+++ Data

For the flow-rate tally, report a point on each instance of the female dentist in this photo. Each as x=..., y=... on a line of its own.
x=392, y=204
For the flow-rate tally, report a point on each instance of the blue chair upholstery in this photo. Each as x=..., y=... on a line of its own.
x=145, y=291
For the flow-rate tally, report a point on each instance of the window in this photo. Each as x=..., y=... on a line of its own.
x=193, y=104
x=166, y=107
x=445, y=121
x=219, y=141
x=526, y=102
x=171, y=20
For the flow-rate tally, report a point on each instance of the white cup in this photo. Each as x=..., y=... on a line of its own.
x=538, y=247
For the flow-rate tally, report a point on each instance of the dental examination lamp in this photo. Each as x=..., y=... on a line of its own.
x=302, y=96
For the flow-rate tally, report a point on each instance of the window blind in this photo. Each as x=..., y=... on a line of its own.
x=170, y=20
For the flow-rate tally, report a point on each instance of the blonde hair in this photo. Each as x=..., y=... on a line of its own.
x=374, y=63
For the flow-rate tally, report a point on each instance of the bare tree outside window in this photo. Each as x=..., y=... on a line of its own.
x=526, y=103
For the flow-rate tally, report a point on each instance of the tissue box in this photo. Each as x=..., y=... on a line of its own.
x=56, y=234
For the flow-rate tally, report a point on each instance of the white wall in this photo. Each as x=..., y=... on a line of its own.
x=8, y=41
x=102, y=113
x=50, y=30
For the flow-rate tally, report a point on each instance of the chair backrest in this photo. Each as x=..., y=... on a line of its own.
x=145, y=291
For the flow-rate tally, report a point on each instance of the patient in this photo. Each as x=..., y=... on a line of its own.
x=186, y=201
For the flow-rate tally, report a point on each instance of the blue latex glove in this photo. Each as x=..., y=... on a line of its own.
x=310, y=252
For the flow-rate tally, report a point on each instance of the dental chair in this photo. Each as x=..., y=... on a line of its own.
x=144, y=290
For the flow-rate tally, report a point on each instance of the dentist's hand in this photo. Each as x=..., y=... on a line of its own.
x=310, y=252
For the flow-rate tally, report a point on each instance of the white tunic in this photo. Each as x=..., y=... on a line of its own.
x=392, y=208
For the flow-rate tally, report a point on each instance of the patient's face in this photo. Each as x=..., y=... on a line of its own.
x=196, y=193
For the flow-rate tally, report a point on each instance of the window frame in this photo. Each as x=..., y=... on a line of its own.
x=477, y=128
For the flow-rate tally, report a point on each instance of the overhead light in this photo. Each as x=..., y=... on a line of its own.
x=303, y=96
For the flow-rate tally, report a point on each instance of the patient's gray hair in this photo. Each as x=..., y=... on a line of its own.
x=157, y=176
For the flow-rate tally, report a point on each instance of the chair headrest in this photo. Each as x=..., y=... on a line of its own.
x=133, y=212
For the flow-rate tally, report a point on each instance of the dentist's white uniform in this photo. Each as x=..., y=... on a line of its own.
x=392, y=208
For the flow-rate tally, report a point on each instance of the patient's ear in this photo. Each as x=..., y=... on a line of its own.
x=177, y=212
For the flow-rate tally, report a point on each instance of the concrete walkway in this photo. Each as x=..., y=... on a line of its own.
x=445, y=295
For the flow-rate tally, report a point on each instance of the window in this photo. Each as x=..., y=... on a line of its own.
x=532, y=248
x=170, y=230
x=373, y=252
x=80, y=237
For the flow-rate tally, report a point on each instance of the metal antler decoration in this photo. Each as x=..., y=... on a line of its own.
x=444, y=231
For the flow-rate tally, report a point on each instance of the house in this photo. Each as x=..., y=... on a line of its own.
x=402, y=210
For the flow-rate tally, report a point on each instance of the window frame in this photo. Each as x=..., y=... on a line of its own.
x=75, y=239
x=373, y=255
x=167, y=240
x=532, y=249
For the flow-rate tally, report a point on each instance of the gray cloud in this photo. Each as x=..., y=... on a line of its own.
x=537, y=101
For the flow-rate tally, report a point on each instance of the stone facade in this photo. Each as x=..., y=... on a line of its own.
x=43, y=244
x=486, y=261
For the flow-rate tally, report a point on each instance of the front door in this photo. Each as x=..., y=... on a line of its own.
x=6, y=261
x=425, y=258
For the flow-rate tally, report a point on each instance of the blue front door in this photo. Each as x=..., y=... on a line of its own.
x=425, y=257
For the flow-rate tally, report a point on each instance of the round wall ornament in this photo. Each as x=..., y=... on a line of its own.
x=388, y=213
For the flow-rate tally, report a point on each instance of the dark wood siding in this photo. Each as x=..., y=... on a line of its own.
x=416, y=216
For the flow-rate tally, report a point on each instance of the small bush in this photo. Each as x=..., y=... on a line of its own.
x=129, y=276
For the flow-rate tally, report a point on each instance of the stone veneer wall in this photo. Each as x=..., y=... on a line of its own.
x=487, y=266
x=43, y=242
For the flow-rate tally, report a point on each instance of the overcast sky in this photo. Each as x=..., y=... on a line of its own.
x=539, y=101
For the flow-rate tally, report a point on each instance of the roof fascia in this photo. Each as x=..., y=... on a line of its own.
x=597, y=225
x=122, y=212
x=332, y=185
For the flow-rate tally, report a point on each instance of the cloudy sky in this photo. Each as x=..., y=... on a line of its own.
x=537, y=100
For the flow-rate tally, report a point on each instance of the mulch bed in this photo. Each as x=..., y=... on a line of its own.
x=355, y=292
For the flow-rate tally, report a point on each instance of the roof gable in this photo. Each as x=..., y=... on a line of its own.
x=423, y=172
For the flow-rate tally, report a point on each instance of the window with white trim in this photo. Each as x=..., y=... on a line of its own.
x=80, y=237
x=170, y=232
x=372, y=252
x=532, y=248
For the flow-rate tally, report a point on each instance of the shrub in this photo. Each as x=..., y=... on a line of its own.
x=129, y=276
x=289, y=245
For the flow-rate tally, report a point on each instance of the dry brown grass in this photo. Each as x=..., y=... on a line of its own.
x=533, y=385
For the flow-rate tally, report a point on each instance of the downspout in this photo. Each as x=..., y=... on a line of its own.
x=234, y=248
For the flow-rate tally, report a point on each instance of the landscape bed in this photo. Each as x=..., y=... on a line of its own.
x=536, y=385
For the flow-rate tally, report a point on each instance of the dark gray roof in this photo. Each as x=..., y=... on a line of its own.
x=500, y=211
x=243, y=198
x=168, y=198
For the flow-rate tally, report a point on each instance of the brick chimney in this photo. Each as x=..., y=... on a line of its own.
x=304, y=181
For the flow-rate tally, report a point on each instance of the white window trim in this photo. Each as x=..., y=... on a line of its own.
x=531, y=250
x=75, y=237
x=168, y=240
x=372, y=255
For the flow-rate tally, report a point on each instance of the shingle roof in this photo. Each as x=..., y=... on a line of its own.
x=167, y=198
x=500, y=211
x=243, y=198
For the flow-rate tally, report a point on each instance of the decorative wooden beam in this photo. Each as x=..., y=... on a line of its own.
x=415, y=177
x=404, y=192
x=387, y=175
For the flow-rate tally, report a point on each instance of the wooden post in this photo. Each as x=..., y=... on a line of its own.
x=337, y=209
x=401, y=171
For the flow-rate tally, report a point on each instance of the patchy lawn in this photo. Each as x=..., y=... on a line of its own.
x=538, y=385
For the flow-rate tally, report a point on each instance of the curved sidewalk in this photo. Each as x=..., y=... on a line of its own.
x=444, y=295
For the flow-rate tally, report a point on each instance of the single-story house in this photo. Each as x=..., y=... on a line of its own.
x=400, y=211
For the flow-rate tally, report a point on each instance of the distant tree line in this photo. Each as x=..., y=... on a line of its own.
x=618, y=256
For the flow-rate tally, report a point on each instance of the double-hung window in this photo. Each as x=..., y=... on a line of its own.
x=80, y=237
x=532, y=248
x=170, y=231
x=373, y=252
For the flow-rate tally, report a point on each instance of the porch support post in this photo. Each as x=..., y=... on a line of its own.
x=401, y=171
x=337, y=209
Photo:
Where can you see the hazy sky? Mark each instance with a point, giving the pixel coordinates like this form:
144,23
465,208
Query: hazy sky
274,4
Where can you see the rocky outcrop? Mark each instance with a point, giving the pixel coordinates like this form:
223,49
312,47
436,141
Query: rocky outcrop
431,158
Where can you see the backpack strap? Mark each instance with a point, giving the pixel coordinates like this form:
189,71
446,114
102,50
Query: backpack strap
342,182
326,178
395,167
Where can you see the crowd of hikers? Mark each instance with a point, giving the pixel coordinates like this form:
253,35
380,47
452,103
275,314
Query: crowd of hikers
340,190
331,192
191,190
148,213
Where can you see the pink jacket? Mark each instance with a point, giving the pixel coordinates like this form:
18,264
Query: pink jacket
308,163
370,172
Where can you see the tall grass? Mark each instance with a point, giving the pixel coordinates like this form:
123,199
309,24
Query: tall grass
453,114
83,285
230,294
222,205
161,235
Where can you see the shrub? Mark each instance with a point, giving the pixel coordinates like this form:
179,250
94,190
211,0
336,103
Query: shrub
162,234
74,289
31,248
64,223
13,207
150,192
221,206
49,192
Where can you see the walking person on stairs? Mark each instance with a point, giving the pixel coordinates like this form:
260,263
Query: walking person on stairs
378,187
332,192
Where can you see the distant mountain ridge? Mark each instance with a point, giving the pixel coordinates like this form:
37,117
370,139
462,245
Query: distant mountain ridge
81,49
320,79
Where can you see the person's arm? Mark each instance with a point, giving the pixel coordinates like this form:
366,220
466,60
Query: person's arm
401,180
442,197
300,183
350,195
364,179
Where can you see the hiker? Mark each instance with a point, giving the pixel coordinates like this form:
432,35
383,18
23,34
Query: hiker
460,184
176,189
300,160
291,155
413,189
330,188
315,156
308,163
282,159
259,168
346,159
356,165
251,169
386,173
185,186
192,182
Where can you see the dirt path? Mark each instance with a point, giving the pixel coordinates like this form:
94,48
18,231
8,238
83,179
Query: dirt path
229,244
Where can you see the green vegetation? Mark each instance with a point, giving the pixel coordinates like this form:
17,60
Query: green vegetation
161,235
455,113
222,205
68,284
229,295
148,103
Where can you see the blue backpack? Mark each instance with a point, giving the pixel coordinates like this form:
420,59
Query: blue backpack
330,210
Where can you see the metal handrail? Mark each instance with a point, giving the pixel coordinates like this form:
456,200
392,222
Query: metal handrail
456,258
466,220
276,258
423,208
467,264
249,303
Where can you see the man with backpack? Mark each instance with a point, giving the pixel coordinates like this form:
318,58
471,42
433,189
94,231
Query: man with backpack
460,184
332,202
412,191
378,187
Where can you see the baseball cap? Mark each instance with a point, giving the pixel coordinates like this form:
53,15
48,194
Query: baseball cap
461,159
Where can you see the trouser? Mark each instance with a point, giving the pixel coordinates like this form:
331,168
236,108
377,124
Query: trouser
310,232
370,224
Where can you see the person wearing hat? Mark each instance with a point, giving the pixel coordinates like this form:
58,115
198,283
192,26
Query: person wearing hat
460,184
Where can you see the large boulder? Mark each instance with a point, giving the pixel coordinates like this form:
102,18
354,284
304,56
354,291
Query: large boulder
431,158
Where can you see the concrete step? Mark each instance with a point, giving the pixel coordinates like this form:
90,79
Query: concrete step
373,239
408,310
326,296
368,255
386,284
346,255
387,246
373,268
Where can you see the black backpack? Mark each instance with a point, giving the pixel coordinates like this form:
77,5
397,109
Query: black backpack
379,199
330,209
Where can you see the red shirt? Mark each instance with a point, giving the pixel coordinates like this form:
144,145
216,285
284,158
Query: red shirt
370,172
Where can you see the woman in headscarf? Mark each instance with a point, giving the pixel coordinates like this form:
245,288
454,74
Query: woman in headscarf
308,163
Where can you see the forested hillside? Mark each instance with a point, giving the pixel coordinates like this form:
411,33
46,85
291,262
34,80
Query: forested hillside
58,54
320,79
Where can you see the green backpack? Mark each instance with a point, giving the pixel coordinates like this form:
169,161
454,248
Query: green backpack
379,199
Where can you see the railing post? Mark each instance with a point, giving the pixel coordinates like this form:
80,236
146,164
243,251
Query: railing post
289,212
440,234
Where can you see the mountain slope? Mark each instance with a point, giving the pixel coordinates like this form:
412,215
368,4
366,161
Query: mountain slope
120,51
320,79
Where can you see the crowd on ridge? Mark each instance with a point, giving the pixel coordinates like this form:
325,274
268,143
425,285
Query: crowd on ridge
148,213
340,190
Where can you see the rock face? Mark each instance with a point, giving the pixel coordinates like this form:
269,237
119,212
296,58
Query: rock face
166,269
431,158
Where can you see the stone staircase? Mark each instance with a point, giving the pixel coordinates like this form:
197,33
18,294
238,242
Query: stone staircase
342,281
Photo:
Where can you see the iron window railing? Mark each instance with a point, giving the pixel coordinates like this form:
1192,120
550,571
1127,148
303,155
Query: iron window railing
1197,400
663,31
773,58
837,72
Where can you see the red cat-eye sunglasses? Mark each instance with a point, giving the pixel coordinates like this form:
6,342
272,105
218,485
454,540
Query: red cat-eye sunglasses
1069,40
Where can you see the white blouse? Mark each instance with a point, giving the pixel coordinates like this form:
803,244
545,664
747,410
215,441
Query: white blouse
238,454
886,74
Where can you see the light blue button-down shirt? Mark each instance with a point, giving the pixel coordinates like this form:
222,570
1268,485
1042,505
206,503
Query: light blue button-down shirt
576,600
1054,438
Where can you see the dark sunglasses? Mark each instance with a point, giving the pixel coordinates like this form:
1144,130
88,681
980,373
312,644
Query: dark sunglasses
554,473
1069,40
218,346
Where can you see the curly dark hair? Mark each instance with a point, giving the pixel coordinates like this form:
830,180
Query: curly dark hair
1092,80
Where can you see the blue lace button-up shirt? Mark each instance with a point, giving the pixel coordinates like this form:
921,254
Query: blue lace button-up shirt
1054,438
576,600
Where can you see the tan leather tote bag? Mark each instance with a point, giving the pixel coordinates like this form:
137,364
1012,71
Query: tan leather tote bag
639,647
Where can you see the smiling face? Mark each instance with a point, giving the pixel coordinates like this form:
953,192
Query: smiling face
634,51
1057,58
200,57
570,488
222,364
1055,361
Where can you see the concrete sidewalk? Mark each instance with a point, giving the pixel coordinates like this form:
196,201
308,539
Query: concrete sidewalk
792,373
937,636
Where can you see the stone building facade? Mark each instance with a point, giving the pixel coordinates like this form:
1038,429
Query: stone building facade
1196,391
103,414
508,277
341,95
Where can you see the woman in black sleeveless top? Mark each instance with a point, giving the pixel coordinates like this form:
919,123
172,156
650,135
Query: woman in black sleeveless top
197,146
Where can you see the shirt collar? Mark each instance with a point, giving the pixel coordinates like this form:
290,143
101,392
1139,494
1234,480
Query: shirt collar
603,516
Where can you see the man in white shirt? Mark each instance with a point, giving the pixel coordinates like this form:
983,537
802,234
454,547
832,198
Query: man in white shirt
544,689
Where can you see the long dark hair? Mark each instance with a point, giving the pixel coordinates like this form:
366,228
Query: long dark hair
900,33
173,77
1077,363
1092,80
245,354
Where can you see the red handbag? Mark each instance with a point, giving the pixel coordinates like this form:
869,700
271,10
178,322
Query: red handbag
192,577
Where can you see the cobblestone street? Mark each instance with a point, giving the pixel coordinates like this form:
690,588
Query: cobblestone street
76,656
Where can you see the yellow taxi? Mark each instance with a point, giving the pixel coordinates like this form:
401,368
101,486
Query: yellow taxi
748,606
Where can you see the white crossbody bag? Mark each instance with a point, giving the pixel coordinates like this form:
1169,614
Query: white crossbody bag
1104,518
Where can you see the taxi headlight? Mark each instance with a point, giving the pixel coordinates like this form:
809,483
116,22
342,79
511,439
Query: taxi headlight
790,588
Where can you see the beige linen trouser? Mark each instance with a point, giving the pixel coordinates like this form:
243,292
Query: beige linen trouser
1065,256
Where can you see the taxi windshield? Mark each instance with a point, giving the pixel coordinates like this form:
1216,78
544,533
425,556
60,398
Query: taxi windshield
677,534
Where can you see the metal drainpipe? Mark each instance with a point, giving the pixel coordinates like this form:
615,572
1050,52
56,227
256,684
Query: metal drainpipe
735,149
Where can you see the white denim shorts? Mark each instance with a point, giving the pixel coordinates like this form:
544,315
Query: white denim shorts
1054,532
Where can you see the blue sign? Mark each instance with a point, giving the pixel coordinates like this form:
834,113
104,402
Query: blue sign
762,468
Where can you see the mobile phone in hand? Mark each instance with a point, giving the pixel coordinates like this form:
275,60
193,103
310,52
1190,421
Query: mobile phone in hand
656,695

++++++

### About this task
Taking the entries above, write out exactly each line from the one holding "Query: crowd on ridge" to the one holding "Where can you see the dark", both included, and stop there.

### Response to this exercise
Query: crowd on ridge
148,213
340,190
Where can you see the rock face? Mark each instance with a point, giving the pixel coordinates like this form:
269,237
119,212
296,58
Query: rock face
166,269
431,158
Where can you see the stone staircase? Mark each instance with a point, giving the pixel coordinates like this form:
197,33
18,294
238,242
Query: stone staircase
342,281
Photo:
Where can you see the iron window railing? Mark each instance with a point, giving the pixel coordinates like this form:
1192,120
550,571
1127,148
303,155
Query: iron window railing
1197,400
663,31
773,58
837,72
Where can you see the red cat-eye sunglasses? Mark each instance with a point, giving the pixel coordinates like this form:
6,342
272,105
218,485
454,540
Query: red cat-eye sunglasses
1069,40
Where can you see the white blouse? Mark each instance with a point, giving the pixel coordinates like this form:
803,244
545,664
747,410
215,441
Query: white blouse
238,454
886,74
Where can you see the light blue button-down shirt? Mark each instance with a point, giving the pixel coordinates like this form:
222,570
1268,485
1042,505
206,503
Query: light blue button-down shirt
576,600
1054,438
Where can you see the dark sunglasses? Mark each instance with a point, giving the pixel coordinates like this form:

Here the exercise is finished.